| Excerpt to read |

Plugin error from rescript:

Download did not finish. Reason unknown.

Any thoughts on this would be greatly appreciated, I am so close to having all the database downloaded!

Anya

avtober · April 6, 2021, 10:39am

Hi @BenKaehler, did you manage to get anywhere with the KeyError formatting issue?

Many thanks
Anya

Nicholas_Bokulich · April 7, 2021, 6:03am

Hi @avtober I spoke with @BenKaehler about this earlier this week and he is still investigating. Thanks for your patience!

I believe NCBI RefSeqs has an LSU reference set... it would be smaller and pre-curated, so might be a good start that should work with a simpler query (basically just the project ID you can get from the NCBI RefSeqs website, see the RESCRIPt tutorial for the 16S SSU RefSeqs example). Just an idea that might get you moving while Ben investigates this issue...

avtober · April 7, 2021, 8:36am

Hi @Nicholas_Bokulich, thanks for that suggestion, I did have a look but it seems the LSU RefSeqs are only for fungi and I am looking for eukaryotes really (parasites in snails) but would also like to include fungi and bacteria just incase. Thank you both for all your help with this, I am happy to wait and work on other things for now.

Best
Anya

SoilRotifer · April 7, 2021, 1:38pm

In that case, why not use the LSU from SILVA? See here:

You can use qiime rescript get-silva-data to download the latest v138.1 LSU database. Just set --p-version 138.1 and --p-target LSURef_NR99 or --p-target LSURef. You can follow along the in the above linked tutorial to perform further filtering and curation of the reference database.

avtober · April 7, 2021, 5:13pm

Hi @SoilRotifer, I have already tried the SILVA LSU NR99 and full database which did work, however both databases do not have all the parasite species that I am looking for. The NCBI database has a lot more parasite sequences for 28S. If I cannot get the whole NCBI database my other thought was to just supplement the SILVA databases with some of the parasite sequences from NCBI.

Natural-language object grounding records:
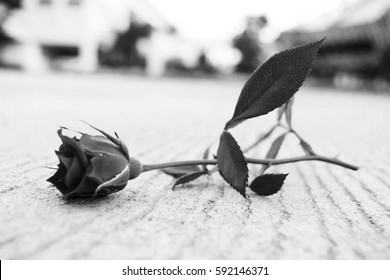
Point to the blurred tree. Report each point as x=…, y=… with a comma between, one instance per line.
x=5, y=8
x=124, y=51
x=249, y=45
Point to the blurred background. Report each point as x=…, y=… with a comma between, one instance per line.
x=196, y=37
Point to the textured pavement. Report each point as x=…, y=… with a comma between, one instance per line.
x=322, y=212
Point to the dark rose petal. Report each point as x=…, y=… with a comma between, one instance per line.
x=115, y=140
x=116, y=184
x=66, y=150
x=86, y=188
x=75, y=145
x=74, y=174
x=95, y=145
x=66, y=161
x=105, y=167
x=56, y=179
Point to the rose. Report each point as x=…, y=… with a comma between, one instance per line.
x=93, y=165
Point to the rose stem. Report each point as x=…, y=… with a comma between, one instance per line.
x=149, y=167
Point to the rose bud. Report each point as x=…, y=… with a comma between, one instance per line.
x=93, y=165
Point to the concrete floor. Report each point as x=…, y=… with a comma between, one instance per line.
x=322, y=212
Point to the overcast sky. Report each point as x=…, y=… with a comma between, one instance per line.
x=220, y=19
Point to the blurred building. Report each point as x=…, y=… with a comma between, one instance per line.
x=357, y=41
x=69, y=33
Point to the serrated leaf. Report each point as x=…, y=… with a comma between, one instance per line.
x=268, y=184
x=188, y=178
x=231, y=163
x=179, y=171
x=274, y=83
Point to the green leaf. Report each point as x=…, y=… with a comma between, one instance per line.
x=274, y=83
x=188, y=178
x=231, y=163
x=268, y=184
x=179, y=171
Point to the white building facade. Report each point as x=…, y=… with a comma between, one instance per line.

| Problem set |
a) Please answer these questions about the RESCRIPt forum thread:
(i) What reason does the plugin error from rescript give for the failed download?
(ii) Which group of organisms does avtober say the LSU RefSeqs cover?
(iii) Which SILVA version does SoilRotifer suggest setting with --p-version?
b) Write the next part of the RESCRIPt forum thread, starting after its last sentence.
These records are taken from a separate source.

| Responses |
a)
(i) The reason is unknown ("Download did not finish. Reason unknown.").
(ii) Fungi.
(iii) 138.1.

b)
I am not sure exactly how to do this yet, I guess I would just download the individual sequences and copy them into the SILVA database. Is there a tutorial on this somewhere?

Best
Anya

SoilRotifer · April 7, 2021, 5:25pm

Add all of your sequences into a single FASTA file, and the associated taxonomy into another file. Then, you can simply import your sequence and taxonomy data into QIIME then merge these with the SILVA LSU qza files as you would have done when downloading separate chunks of data from genbank:

-Mike

Nicholas_Bokulich · April 7, 2021, 6:17pm

It's a good thought, but you would need to make sure that the taxonomies align (e.g., use the same lineage names and conventions). If it's a matter of adding a few species, it is probably not a big deal to manually do this. But it will be challenging if you have a large number... if so, it will probably be better (less time/effort!) to wait than to manually stitch these together.

Hopefully @BenKaehler will be able to track down why NCBI is hanging up in this case.

BenKaehler · April 8, 2021, 8:16am

Hi everyone, sorry for the slow turnaround on this one.

I have tweaked get-ncbi-data so that it now accommodates the NCBI weirdness that you found.

Once this PR is merged you should be good to go.